STATED GOAL
All of the data must be printed exactly; please include every line.

── STORED DATA ──

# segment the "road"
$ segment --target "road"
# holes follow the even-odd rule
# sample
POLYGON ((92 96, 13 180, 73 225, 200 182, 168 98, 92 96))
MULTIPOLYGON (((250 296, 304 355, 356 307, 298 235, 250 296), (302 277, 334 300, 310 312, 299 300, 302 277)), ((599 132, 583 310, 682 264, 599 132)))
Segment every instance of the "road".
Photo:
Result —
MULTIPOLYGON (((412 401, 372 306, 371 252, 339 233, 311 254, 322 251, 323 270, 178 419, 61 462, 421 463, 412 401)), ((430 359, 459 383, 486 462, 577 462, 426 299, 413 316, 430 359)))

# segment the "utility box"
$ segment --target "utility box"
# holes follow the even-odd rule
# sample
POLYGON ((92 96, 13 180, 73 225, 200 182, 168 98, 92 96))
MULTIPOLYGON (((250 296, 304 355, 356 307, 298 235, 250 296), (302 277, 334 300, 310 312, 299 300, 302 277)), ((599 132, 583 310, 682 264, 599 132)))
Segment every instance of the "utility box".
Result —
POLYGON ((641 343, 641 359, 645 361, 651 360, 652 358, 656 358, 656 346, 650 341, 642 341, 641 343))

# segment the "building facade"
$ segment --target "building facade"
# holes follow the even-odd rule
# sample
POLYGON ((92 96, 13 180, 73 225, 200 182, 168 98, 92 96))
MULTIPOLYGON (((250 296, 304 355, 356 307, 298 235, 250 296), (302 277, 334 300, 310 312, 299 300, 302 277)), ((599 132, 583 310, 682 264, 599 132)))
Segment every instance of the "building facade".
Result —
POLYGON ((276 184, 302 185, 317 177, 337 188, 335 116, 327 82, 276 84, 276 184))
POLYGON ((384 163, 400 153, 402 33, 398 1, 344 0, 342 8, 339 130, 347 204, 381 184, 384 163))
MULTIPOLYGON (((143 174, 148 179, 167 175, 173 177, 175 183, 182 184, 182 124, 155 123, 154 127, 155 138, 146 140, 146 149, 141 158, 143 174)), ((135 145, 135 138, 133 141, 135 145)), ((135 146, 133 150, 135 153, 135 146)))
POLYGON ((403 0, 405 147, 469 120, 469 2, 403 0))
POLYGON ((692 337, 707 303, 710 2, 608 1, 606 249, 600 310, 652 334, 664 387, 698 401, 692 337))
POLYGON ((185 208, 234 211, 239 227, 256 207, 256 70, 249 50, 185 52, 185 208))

───

RESPONSE BELOW
# segment the "road"
$ segment --target "road"
# holes follow the even-odd rule
# sample
POLYGON ((92 96, 13 180, 73 225, 200 182, 168 98, 92 96))
MULTIPOLYGON (((250 296, 304 355, 356 307, 298 235, 250 296), (302 277, 334 300, 310 312, 299 300, 302 277)), ((599 132, 583 310, 682 264, 599 132)))
Segment every instance of the "road".
Photo:
Result —
MULTIPOLYGON (((412 401, 372 306, 371 252, 339 233, 311 254, 322 251, 323 270, 178 419, 61 462, 421 463, 412 401)), ((430 359, 459 383, 486 462, 577 462, 426 299, 413 316, 430 359)))

# segment the "utility box"
$ segment --target "utility box"
# holes follow the even-odd rule
# sample
POLYGON ((92 96, 13 180, 73 225, 200 182, 168 98, 92 96))
MULTIPOLYGON (((250 296, 304 355, 356 307, 298 235, 250 296), (302 277, 334 300, 310 312, 299 300, 302 277)), ((599 132, 583 310, 682 264, 599 132)))
Segment every instance of the "utility box".
Result —
POLYGON ((641 343, 641 359, 645 361, 651 360, 652 358, 656 358, 656 346, 650 341, 642 341, 641 343))

# segment the "building facade"
$ segment --target "building facade"
# holes follow the even-odd rule
# sample
POLYGON ((92 96, 13 180, 73 225, 200 182, 168 98, 92 96))
MULTIPOLYGON (((250 296, 304 355, 356 307, 298 235, 250 296), (302 277, 334 300, 310 312, 299 300, 302 277)), ((599 132, 583 310, 682 264, 599 132)))
Segment every instance of the "building facade".
Result —
POLYGON ((276 184, 302 185, 317 177, 337 188, 335 116, 327 82, 276 84, 276 184))
POLYGON ((384 163, 400 153, 402 33, 398 1, 344 0, 342 8, 339 130, 347 204, 381 184, 384 163))
MULTIPOLYGON (((143 174, 148 179, 167 175, 173 177, 175 183, 182 184, 182 124, 155 123, 154 127, 155 138, 146 140, 146 149, 141 158, 143 174)), ((135 145, 135 138, 133 141, 135 145)), ((135 146, 133 150, 135 153, 135 146)))
POLYGON ((403 0, 405 147, 469 120, 469 2, 403 0))
POLYGON ((692 337, 707 303, 710 2, 608 1, 606 249, 600 310, 652 334, 664 387, 698 401, 692 337))
POLYGON ((185 208, 234 211, 239 227, 256 207, 256 70, 249 50, 185 52, 185 208))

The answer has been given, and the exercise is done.